_Aim of the task_: Please write each record out again word for word.

-- Opening Marker --

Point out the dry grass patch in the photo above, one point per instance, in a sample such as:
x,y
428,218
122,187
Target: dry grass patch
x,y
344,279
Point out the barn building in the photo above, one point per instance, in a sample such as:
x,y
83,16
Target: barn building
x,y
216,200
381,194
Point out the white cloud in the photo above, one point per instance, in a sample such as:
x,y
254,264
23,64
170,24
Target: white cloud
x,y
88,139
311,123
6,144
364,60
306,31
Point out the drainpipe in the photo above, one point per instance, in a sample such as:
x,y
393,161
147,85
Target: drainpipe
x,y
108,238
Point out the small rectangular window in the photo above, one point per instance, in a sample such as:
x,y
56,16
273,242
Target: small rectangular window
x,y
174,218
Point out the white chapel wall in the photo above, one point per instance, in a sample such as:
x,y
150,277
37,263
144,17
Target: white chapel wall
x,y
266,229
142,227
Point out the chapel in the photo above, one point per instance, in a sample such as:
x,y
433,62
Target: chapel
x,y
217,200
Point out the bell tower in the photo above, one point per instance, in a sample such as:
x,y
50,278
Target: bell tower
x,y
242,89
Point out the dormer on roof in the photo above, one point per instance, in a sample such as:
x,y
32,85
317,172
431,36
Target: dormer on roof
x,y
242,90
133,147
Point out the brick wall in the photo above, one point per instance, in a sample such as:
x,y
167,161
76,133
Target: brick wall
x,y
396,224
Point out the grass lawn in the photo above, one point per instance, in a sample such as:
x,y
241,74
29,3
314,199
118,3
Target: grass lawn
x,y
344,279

-- Closing Marker --

_Response to the task_:
Point out the dry grass patch in the photo above, one point per instance, in a sample such as:
x,y
428,218
122,187
Target: dry grass patch
x,y
344,279
Point out the barn building in the photo above, one point per instance, in a sample such as:
x,y
83,16
Target: barn building
x,y
216,200
381,194
Point out the white cloud in the photo above, one point per instance, in a sample such as:
x,y
254,264
23,64
170,24
Target: white cloud
x,y
88,139
311,123
6,144
364,60
306,31
Point out the drainpipe in the photo above, one point per instance, in a sample such as:
x,y
393,161
147,85
Target: drainpipe
x,y
108,238
Point out the small rectangular window in the photo above, one point per instance, in a sample such as:
x,y
56,16
273,242
Target: small rectangular window
x,y
174,218
Point out the white chapel wall in the photo above, one point per instance, in a sample such as:
x,y
150,277
37,263
144,17
Target: white chapel wall
x,y
266,229
142,227
Point out the chapel in the photo above, one point per instance, in a sample such as:
x,y
433,62
Target: chapel
x,y
217,200
Point out the bell tower in the photo above, one point per instance, in a sample such as:
x,y
50,278
Target: bell tower
x,y
242,89
Point out the dormer on roof in the photo above, one point per instance, in a sample such as:
x,y
32,85
317,172
431,36
Target: dormer on roof
x,y
242,90
133,147
Point out the brick wall in the photo above, one point per instance, in a sample such as:
x,y
167,161
76,133
Target: brick wall
x,y
396,224
Point out the grass lawn in the photo above, one point per instance, in a sample such as:
x,y
241,74
29,3
314,199
118,3
Target: grass lawn
x,y
344,279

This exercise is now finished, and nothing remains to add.